Government needs to increase daily vaccines for best case scenario to be achieved – doctors

The government must increase the rate at which it is administering COVID-19 vaccines if it hopes to achieve even the best case scenario in terms of commitments it made to citizens, according to the President of the Malta Medical Association Martin Balzan.

Speaking to The Shift, Balzan considered all the forecasts and pledges mentioned by the government so far on vaccinating the Maltese population and achieving herd immunity. All would require an increase in daily vaccinations.

While acknowledging that the system has become more efficient, Balzan said that to accomplish what was first pledged – to have herd immunity (80% of the population) by May – 5,000 people would need to be vaccinated every day. That is “10 times the numbers we are seeing now,” he noted.

Health Minister Chris Fearne has said that all vulnerable groups will now be vaccinated by May. Balzan said this scenario is “feasible”, but for it to be achieved an increase in the rate of daily vaccinations will still be necessary. This would also depend on external supplies, he said.

The association’s president clarified that when it is criticising the roll-out for being slow, it is in relation to what the government itself is pledging.

Malta currently ranks among the top 10 in a global ranking by Oxford University looking at the total number of single vaccination doses administered per 100 people in each country worldwide.

From the last week of December until today, approximately 13,200 doses of the vaccine have been administered. Last week, Fearne referred to shortcomings in arrivals hindering vaccinations from increasing to 10,000 per day – the number which, he said, Malta is logistically capable of handling.
======
- YOUR GOAL:
Retype the passage of the vaccine report between "The government must" and "in daily vaccinations.", inclusive. Rely only on the news report above.

- PROVIDED MATERIAL:
======
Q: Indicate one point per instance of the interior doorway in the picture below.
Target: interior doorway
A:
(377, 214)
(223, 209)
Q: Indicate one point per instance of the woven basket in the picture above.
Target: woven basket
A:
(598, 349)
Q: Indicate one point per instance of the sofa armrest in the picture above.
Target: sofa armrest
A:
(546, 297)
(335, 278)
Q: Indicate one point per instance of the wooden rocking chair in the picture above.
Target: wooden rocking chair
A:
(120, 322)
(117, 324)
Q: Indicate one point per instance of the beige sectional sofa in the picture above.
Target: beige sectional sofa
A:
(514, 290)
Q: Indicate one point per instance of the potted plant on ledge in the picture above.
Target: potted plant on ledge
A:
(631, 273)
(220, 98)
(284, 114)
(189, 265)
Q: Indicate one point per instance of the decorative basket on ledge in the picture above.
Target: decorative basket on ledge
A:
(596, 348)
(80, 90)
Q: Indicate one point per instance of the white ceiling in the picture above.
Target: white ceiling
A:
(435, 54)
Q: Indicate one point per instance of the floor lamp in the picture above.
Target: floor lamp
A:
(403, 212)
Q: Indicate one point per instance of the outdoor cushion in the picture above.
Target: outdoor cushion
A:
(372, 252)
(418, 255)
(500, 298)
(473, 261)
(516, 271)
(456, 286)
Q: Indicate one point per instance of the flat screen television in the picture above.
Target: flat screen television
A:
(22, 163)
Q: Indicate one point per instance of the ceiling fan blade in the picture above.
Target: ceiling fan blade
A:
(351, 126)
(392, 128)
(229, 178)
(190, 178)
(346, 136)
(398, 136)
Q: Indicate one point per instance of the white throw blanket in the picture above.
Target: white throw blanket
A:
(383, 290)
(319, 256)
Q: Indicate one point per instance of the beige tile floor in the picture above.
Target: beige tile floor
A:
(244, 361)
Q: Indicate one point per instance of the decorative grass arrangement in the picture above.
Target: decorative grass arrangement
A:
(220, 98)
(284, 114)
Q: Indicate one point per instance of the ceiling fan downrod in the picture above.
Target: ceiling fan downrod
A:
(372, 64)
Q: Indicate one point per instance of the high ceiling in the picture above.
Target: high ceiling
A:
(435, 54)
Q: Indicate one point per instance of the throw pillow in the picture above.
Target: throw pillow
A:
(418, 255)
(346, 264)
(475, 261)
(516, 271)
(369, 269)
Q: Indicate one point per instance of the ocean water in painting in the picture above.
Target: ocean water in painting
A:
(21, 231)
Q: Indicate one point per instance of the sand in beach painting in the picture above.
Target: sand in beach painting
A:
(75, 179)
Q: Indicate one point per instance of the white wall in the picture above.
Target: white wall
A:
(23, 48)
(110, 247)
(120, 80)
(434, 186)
======
- RESULT OF THE TASK:
The government must increase the rate at which it is administering COVID-19 vaccines if it hopes to achieve even the best case scenario in terms of commitments it made to citizens, according to the President of the Malta Medical Association Martin Balzan.

Speaking to The Shift, Balzan considered all the forecasts and pledges mentioned by the government so far on vaccinating the Maltese population and achieving herd immunity. All would require an increase in daily vaccinations.